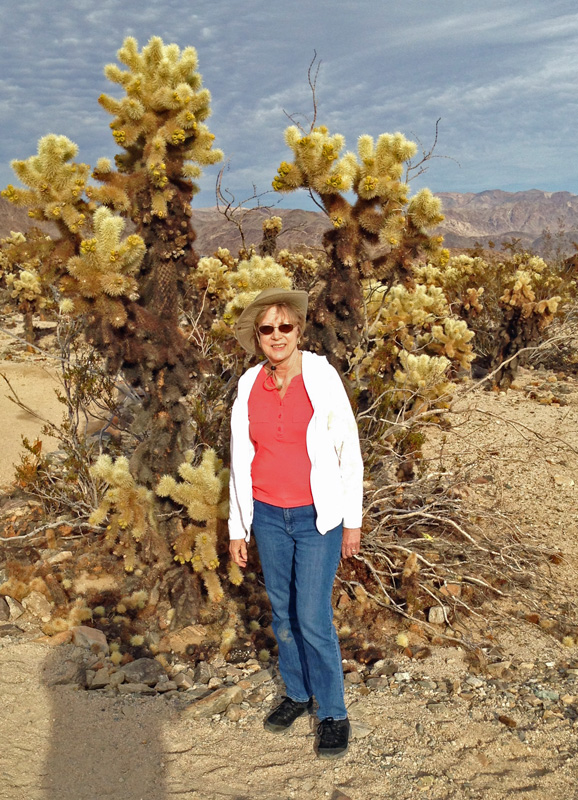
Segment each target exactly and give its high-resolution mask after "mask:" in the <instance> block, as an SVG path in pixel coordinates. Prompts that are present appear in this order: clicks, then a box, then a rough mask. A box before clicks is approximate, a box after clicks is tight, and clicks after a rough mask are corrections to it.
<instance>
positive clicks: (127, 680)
mask: <svg viewBox="0 0 578 800" xmlns="http://www.w3.org/2000/svg"><path fill="white" fill-rule="evenodd" d="M122 669H123V672H124V674H125V677H126V680H127V682H129V683H130V682H132V683H146V685H147V686H155V685H156V684H157V683H158V682H159V680H160V678H161V676H162V675H166V672H165V670H164V667H163V665H162V664H160V663H159V662H158V661H157V660H156V659H154V658H137V659H136V661H131V662H130V664H125V665H124V666H123V668H122Z"/></svg>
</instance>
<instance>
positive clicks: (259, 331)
mask: <svg viewBox="0 0 578 800" xmlns="http://www.w3.org/2000/svg"><path fill="white" fill-rule="evenodd" d="M294 327H295V325H293V323H291V322H283V323H282V324H281V325H259V327H258V328H257V330H258V331H259V333H260V334H261V335H262V336H271V334H272V333H273V331H274V330H275V328H276V329H277V330H278V331H279V333H291V331H292V330H293V328H294Z"/></svg>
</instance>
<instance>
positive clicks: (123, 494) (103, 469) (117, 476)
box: [90, 455, 156, 572]
mask: <svg viewBox="0 0 578 800" xmlns="http://www.w3.org/2000/svg"><path fill="white" fill-rule="evenodd" d="M90 472H91V474H92V476H93V477H94V478H95V479H97V480H100V481H103V482H104V483H105V484H106V485H107V489H106V491H105V492H104V494H103V497H102V500H101V501H100V504H99V506H98V508H96V509H95V510H94V511H93V512H92V514H91V516H90V523H91V524H92V525H102V524H103V523H104V522H105V520H107V519H108V525H107V528H106V541H107V543H108V544H109V545H111V546H113V548H114V552H115V554H116V555H118V556H121V557H122V558H123V560H124V568H125V570H126V572H133V571H134V570H135V568H136V566H137V563H138V545H139V544H140V543H141V542H143V541H144V539H145V537H147V536H148V535H149V534H150V533H151V531H152V530H154V528H155V526H156V521H155V515H154V506H153V493H152V491H150V489H147V488H146V487H145V486H139V485H138V484H137V483H136V481H135V479H134V478H133V476H132V475H131V473H130V470H129V463H128V459H127V458H125V457H124V456H120V457H119V458H117V459H116V460H115V461H113V460H112V458H111V457H110V456H108V455H101V456H100V457H99V458H98V459H97V460H96V462H95V463H94V464H93V466H92V467H91V469H90Z"/></svg>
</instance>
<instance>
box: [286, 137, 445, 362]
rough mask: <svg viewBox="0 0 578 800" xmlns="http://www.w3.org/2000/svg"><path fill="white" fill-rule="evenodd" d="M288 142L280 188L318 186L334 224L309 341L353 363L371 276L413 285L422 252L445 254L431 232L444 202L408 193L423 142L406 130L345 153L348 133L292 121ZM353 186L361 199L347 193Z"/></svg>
mask: <svg viewBox="0 0 578 800" xmlns="http://www.w3.org/2000/svg"><path fill="white" fill-rule="evenodd" d="M285 141H286V143H287V145H288V146H289V147H290V148H291V150H292V151H293V156H294V158H293V162H292V163H289V162H285V161H284V162H283V163H282V164H281V166H280V167H279V170H278V173H277V176H276V177H275V179H274V181H273V188H274V189H276V190H277V191H279V192H291V191H294V190H295V189H298V188H305V189H308V190H309V191H310V192H314V193H315V194H317V195H318V197H319V200H320V202H321V204H322V206H323V208H324V210H325V212H326V213H327V215H328V216H329V218H330V219H331V221H332V223H333V230H330V231H328V232H327V233H326V234H325V237H324V245H325V250H326V252H327V255H328V265H327V267H326V269H325V271H324V272H321V273H320V279H322V280H325V285H324V286H322V287H321V288H320V291H319V292H318V293H314V298H313V300H314V302H313V303H312V307H311V309H310V319H311V323H312V325H310V333H309V342H310V345H311V346H312V347H313V348H314V349H316V350H320V351H323V352H325V353H327V354H328V356H329V357H330V359H331V360H333V361H336V362H340V363H341V365H342V366H344V367H347V366H348V364H347V354H348V352H351V351H352V350H353V349H354V348H355V347H356V346H357V345H358V344H359V342H360V340H361V338H362V331H363V329H364V319H363V312H362V309H363V290H362V281H363V279H368V278H371V279H373V280H377V281H380V282H381V281H386V282H387V283H389V284H391V283H392V282H393V280H395V279H399V278H401V279H402V280H403V281H405V282H406V283H408V284H409V285H411V283H412V280H413V279H412V277H411V266H412V264H413V262H414V261H415V259H416V257H417V255H418V254H419V253H420V252H427V253H430V254H439V255H441V252H442V251H441V244H442V239H441V237H431V236H430V234H429V232H428V231H429V230H430V229H431V228H434V227H435V226H436V225H438V224H439V223H440V222H441V221H442V220H443V215H442V214H441V204H440V201H439V200H438V199H437V198H435V197H433V195H432V194H431V192H430V191H429V190H428V189H423V190H422V191H421V192H419V193H418V194H417V195H415V196H414V197H413V198H412V199H411V200H409V199H408V194H409V187H408V186H407V184H405V183H404V182H403V181H402V175H403V173H404V170H405V169H406V167H407V163H408V161H409V159H411V158H412V156H413V155H414V154H415V152H416V146H415V145H414V144H413V143H412V142H409V141H408V140H407V139H405V137H404V136H403V135H402V134H401V133H396V134H393V135H391V134H383V135H382V136H380V137H379V138H378V139H377V142H375V141H374V140H373V139H372V137H371V136H361V137H360V138H359V141H358V154H357V155H356V154H354V153H351V152H346V153H342V151H343V148H344V146H345V140H344V138H343V137H342V136H340V135H333V136H331V135H330V134H329V131H328V130H327V128H325V127H323V126H321V127H316V128H313V129H312V130H311V131H310V133H308V134H305V135H304V134H303V132H302V131H300V130H299V128H297V127H296V126H291V127H290V128H288V129H287V131H286V132H285ZM350 190H352V191H353V192H354V194H355V201H354V202H353V203H350V202H349V201H348V200H347V199H346V198H345V196H344V194H343V193H344V192H348V191H350ZM329 309H331V311H329Z"/></svg>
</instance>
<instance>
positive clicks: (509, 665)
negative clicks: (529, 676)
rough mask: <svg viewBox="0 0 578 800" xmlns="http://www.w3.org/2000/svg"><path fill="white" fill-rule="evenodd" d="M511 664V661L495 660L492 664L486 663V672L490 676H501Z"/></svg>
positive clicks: (506, 670) (500, 676)
mask: <svg viewBox="0 0 578 800" xmlns="http://www.w3.org/2000/svg"><path fill="white" fill-rule="evenodd" d="M511 666H512V662H511V661H495V662H494V663H493V664H488V665H487V667H486V672H487V673H488V674H489V675H491V676H492V678H501V677H502V675H503V674H504V672H506V671H507V670H509V669H510V667H511Z"/></svg>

+ + +

- **EXERCISE DETAILS**:
Drop the pictures and reproduce the rest of the data exactly.

- **SOLUTION TO THIS EXERCISE**:
Segment each target exactly and give its high-resolution mask after "mask:" in the <instance> block, as an SVG path in pixel coordinates. Prompts that are present appear in this order: clicks, then a box, then a rough mask. A box before clicks is approximate, a box after clicks is tight, and clicks after a rough mask are corrections to it.
<instance>
positive clicks: (127, 680)
mask: <svg viewBox="0 0 578 800" xmlns="http://www.w3.org/2000/svg"><path fill="white" fill-rule="evenodd" d="M122 669H123V672H124V674H125V677H126V680H127V682H129V683H130V682H132V683H146V685H147V686H155V685H156V684H157V683H158V682H159V680H160V678H161V676H162V675H166V672H165V670H164V667H163V665H162V664H160V663H159V662H158V661H157V660H156V659H154V658H137V659H136V661H131V662H130V664H125V665H124V666H123V668H122Z"/></svg>
</instance>
<instance>
positive clicks: (259, 331)
mask: <svg viewBox="0 0 578 800" xmlns="http://www.w3.org/2000/svg"><path fill="white" fill-rule="evenodd" d="M294 327H295V325H293V323H291V322H283V323H282V324H281V325H259V327H258V328H257V330H258V331H259V333H260V334H261V335H262V336H271V334H272V333H273V331H274V330H275V328H276V329H277V330H278V331H279V333H291V331H292V330H293V328H294Z"/></svg>
</instance>
<instance>
positive clicks: (123, 494) (103, 469) (117, 476)
box: [90, 455, 156, 572]
mask: <svg viewBox="0 0 578 800" xmlns="http://www.w3.org/2000/svg"><path fill="white" fill-rule="evenodd" d="M90 472H91V474H92V476H93V477H94V478H95V479H97V480H100V481H103V482H104V483H105V484H106V485H107V489H106V491H105V492H104V494H103V497H102V500H101V501H100V504H99V506H98V508H96V509H95V510H94V511H93V512H92V514H91V516H90V523H91V524H92V525H102V524H103V523H104V522H105V520H107V519H108V525H107V528H106V541H107V543H108V544H109V545H111V546H113V548H114V552H115V554H116V555H118V556H121V557H122V558H123V560H124V568H125V570H126V572H133V571H134V570H135V568H136V566H137V563H138V545H139V544H140V543H141V542H143V541H144V539H145V537H147V536H148V535H149V534H150V533H151V531H152V530H154V528H155V526H156V521H155V515H154V506H153V493H152V491H150V489H147V488H146V487H145V486H139V485H138V484H137V483H136V481H135V479H134V478H133V476H132V475H131V473H130V470H129V463H128V459H127V458H125V457H124V456H120V457H119V458H117V459H116V460H115V461H113V460H112V458H111V457H110V456H108V455H101V456H100V457H99V458H98V459H97V460H96V462H95V463H94V464H93V466H92V467H91V469H90Z"/></svg>
</instance>
<instance>
box: [286, 137, 445, 362]
rough mask: <svg viewBox="0 0 578 800" xmlns="http://www.w3.org/2000/svg"><path fill="white" fill-rule="evenodd" d="M288 142L280 188L318 186L334 224L309 341L353 363L371 276L413 285L422 252L445 254L431 232L444 202L408 193L423 142L406 130L345 153L348 133L292 121ZM353 186L361 199L347 193Z"/></svg>
mask: <svg viewBox="0 0 578 800" xmlns="http://www.w3.org/2000/svg"><path fill="white" fill-rule="evenodd" d="M285 141H286V143H287V145H288V146H289V147H290V148H291V150H292V151H293V156H294V158H293V162H292V163H289V162H285V161H284V162H283V163H282V164H281V166H280V167H279V170H278V173H277V176H276V177H275V179H274V181H273V188H274V189H276V190H277V191H279V192H291V191H294V190H295V189H298V188H305V189H308V190H309V191H310V192H314V193H315V194H317V195H318V197H319V200H320V202H321V204H322V206H323V208H324V210H325V212H326V213H327V215H328V216H329V218H330V219H331V221H332V223H333V230H330V231H328V232H327V233H326V234H325V237H324V245H325V250H326V252H327V255H328V265H327V267H326V269H325V271H324V272H321V273H320V279H322V280H325V285H324V286H322V287H321V288H320V291H319V292H318V293H314V298H313V300H314V302H313V303H312V307H311V309H310V319H311V323H312V325H310V333H309V342H310V345H311V346H312V347H313V348H314V349H316V350H320V351H323V352H325V353H327V354H328V356H329V357H330V359H331V360H333V361H336V362H340V363H341V365H342V366H344V367H347V366H348V364H347V354H348V352H351V351H352V350H353V349H354V348H355V347H356V346H357V345H358V344H359V342H360V340H361V338H362V331H363V329H364V319H363V312H362V309H363V290H362V281H363V279H368V278H371V279H373V280H377V281H380V282H381V281H386V282H387V283H389V284H391V283H392V282H393V280H395V279H399V278H401V279H402V280H403V281H405V282H406V283H408V284H409V285H411V283H412V280H413V279H412V277H411V266H412V264H413V262H414V261H415V259H416V257H417V255H418V254H419V253H420V252H427V253H430V254H439V255H441V252H442V251H441V244H442V239H441V237H431V236H430V234H429V232H428V231H429V230H430V229H431V228H434V227H435V226H436V225H438V224H439V223H440V222H441V221H442V220H443V215H442V214H441V204H440V201H439V200H438V199H437V198H435V197H433V195H432V194H431V192H430V191H429V190H428V189H423V190H422V191H421V192H419V193H418V194H417V195H415V196H414V197H413V198H412V199H411V200H409V199H408V194H409V187H408V186H407V184H405V183H404V182H403V181H402V175H403V173H404V170H405V169H406V167H407V163H408V161H409V159H411V158H412V156H413V155H414V154H415V152H416V146H415V145H414V144H413V143H412V142H409V141H408V140H407V139H405V137H404V136H403V135H402V134H401V133H396V134H393V135H391V134H383V135H382V136H380V137H379V138H378V139H377V142H375V141H374V140H373V139H372V137H371V136H361V137H360V138H359V141H358V154H357V155H356V154H354V153H351V152H346V153H342V151H343V148H344V146H345V140H344V138H343V137H342V136H340V135H333V136H331V135H330V134H329V131H328V130H327V128H325V127H323V126H321V127H316V128H313V129H312V130H311V131H310V133H308V134H305V135H304V134H303V132H302V131H300V130H299V128H297V127H296V126H291V127H290V128H288V129H287V131H286V132H285ZM350 190H352V191H353V192H354V194H355V201H354V202H353V203H350V202H349V201H348V200H347V199H346V198H345V196H344V194H343V193H344V192H348V191H350ZM329 309H331V311H329Z"/></svg>
</instance>
<instance>
positive clicks: (509, 665)
negative clicks: (529, 676)
rough mask: <svg viewBox="0 0 578 800" xmlns="http://www.w3.org/2000/svg"><path fill="white" fill-rule="evenodd" d="M511 664V661L495 660L492 664L486 663V672L490 676H501Z"/></svg>
positive clicks: (506, 670) (500, 676)
mask: <svg viewBox="0 0 578 800" xmlns="http://www.w3.org/2000/svg"><path fill="white" fill-rule="evenodd" d="M511 666H512V662H511V661H495V662H494V663H493V664H488V665H487V667H486V672H487V673H488V674H489V675H491V676H492V678H501V677H502V675H503V674H504V672H506V671H507V670H509V669H510V667H511Z"/></svg>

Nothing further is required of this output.